## EXERCISE
Report back every line of the entries that contains "small", exactly as written.

## EXERCISE MATERIAL
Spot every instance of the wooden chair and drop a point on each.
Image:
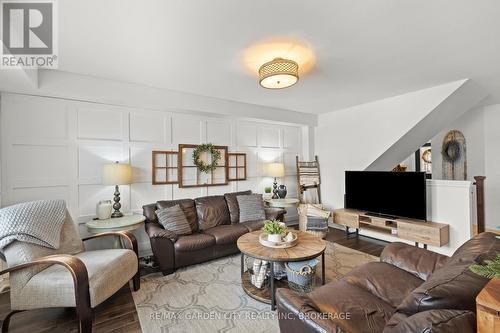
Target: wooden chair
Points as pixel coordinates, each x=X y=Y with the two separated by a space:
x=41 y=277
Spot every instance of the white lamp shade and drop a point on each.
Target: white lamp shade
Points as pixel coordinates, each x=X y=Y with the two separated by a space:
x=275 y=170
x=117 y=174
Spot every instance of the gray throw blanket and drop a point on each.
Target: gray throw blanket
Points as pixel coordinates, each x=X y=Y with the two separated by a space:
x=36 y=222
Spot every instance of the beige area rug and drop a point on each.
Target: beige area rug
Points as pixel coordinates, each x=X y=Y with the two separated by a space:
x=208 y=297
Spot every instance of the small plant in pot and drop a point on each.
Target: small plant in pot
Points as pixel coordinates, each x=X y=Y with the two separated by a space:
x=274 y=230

---

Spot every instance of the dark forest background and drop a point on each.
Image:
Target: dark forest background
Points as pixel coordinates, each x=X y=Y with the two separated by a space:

...

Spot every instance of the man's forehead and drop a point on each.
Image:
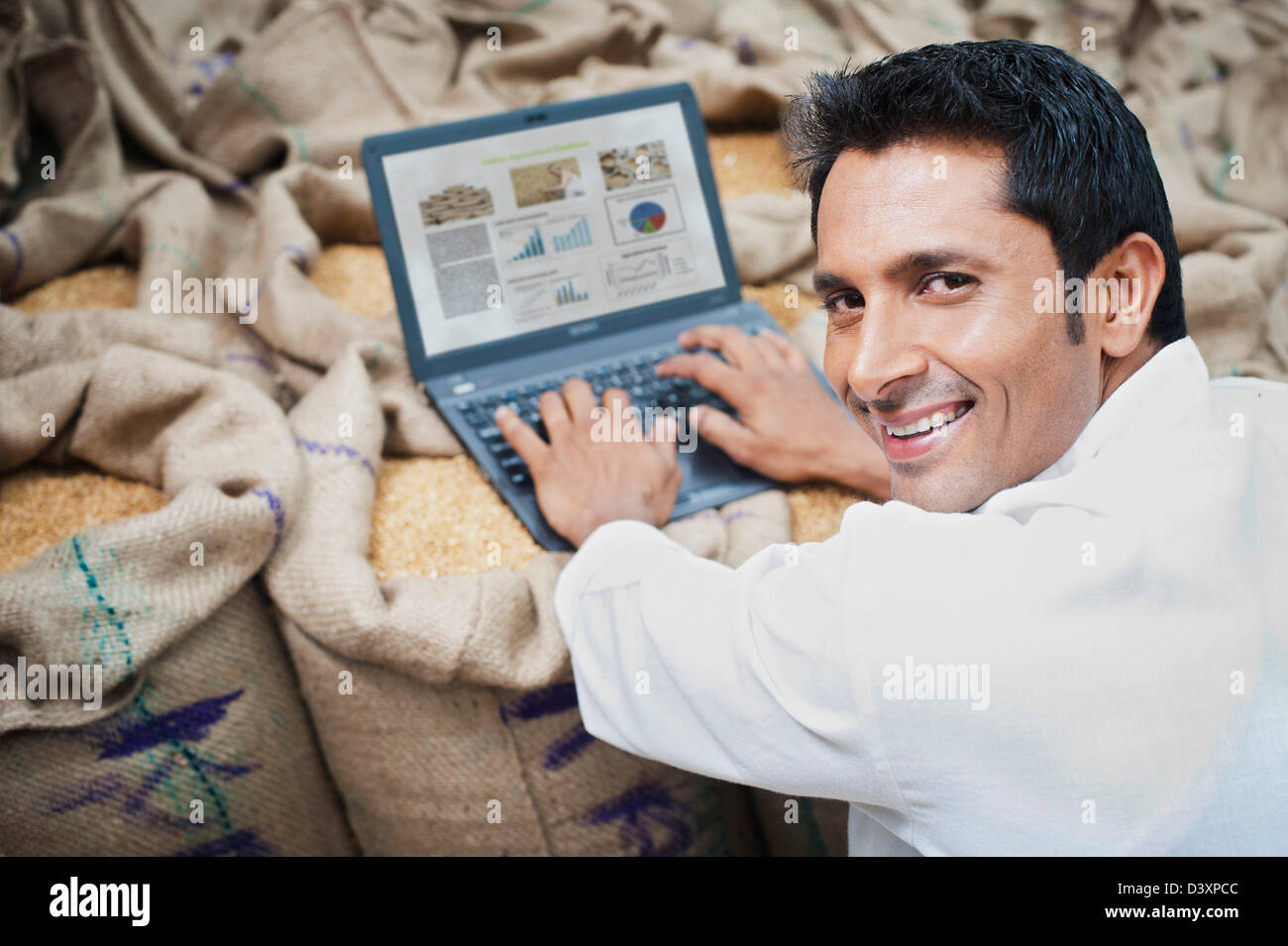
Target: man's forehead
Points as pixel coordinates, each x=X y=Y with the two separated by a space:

## REPLY
Spot every instance of the small plant in pot and drop a point on each.
Target: small plant in pot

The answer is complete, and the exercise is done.